Copy each line below in which the string "negative" appears.

BEGIN

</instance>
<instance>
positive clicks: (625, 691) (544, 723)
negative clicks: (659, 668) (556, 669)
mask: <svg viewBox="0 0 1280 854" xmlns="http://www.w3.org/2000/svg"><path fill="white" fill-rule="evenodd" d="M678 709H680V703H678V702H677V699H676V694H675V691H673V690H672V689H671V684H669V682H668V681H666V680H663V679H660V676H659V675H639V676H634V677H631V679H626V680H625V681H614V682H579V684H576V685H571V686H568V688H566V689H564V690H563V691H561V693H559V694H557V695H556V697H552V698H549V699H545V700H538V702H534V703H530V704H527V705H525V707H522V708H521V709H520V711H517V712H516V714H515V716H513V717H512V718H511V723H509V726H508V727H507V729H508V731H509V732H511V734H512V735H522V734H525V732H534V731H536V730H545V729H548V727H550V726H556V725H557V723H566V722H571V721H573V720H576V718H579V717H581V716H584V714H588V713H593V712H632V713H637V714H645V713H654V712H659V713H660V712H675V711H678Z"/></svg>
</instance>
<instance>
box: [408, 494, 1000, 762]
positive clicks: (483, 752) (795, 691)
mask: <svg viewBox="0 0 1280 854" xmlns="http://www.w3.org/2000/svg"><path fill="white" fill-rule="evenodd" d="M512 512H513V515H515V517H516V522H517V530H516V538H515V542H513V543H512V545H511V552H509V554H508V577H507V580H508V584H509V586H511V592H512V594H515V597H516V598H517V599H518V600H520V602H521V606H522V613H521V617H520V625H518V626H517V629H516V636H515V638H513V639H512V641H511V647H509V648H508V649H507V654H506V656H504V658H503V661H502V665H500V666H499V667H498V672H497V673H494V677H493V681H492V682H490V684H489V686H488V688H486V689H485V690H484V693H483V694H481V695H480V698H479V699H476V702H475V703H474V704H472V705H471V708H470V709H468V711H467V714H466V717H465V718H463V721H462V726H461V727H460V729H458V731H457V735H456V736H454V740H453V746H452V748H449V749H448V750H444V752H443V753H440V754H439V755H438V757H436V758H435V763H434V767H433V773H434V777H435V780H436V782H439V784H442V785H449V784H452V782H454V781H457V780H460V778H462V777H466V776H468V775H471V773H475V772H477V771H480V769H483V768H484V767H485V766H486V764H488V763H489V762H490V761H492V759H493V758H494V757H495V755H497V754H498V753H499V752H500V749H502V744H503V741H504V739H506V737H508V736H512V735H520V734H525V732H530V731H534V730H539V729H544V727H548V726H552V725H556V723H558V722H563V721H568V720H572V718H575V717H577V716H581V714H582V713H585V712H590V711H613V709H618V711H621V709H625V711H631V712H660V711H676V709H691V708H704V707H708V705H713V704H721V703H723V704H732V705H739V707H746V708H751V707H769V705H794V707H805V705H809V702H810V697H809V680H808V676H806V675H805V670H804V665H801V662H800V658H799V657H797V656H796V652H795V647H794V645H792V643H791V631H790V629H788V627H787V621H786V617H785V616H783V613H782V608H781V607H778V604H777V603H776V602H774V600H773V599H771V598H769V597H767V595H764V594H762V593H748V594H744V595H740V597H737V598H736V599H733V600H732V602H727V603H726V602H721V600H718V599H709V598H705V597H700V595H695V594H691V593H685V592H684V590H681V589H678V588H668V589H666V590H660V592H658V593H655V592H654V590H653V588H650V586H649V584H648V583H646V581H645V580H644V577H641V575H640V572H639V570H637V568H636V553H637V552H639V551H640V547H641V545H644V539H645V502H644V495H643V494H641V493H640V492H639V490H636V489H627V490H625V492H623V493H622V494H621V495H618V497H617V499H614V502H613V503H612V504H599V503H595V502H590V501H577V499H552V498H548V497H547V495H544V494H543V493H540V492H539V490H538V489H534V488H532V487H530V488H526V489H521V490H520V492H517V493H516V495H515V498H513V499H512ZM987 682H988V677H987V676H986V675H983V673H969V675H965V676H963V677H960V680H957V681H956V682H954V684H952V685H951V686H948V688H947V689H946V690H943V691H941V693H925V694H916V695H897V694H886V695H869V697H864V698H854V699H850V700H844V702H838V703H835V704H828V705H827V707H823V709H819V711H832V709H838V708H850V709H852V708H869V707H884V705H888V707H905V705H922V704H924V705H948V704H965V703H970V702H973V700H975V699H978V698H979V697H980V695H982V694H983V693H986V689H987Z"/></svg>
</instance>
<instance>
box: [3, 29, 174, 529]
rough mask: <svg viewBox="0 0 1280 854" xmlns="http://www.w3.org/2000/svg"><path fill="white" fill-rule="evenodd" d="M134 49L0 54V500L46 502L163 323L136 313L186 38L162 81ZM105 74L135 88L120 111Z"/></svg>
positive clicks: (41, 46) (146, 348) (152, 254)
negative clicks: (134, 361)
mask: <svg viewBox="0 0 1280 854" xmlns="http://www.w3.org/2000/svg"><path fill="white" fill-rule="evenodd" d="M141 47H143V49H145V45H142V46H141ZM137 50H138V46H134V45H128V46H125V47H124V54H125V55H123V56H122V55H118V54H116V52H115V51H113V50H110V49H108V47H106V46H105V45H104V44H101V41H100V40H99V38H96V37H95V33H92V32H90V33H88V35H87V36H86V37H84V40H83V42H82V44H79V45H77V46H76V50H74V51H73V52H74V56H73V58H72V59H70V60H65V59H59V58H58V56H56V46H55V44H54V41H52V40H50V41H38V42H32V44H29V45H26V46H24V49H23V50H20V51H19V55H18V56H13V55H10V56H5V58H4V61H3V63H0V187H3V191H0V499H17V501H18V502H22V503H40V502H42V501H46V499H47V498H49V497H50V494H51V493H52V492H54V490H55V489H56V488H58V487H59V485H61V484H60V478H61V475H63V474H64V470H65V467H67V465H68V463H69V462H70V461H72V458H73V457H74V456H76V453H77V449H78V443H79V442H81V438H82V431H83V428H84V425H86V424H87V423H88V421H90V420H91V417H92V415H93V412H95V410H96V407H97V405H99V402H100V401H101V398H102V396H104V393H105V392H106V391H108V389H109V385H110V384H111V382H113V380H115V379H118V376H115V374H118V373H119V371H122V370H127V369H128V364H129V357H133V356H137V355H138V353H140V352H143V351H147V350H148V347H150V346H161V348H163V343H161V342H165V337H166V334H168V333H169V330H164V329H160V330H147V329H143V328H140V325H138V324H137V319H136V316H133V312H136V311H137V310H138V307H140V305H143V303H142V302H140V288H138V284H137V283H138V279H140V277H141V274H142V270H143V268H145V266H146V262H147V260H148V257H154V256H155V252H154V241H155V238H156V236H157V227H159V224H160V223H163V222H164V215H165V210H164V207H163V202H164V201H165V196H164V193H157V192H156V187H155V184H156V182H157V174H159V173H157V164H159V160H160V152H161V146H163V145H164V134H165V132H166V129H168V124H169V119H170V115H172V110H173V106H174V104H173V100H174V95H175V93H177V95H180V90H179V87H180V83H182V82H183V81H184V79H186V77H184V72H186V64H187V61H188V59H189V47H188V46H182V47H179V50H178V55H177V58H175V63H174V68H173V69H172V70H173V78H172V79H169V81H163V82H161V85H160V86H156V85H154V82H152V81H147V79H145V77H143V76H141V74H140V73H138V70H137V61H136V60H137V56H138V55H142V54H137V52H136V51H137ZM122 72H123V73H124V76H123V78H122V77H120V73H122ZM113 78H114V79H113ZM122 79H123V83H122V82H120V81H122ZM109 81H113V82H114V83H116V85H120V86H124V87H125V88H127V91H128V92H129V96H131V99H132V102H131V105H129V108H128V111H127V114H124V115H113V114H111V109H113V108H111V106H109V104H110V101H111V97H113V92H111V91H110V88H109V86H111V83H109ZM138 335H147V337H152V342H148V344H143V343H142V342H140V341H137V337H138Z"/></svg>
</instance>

END

● **Result of this task**
negative clicks: (659, 668) (556, 669)
negative clicks: (134, 361)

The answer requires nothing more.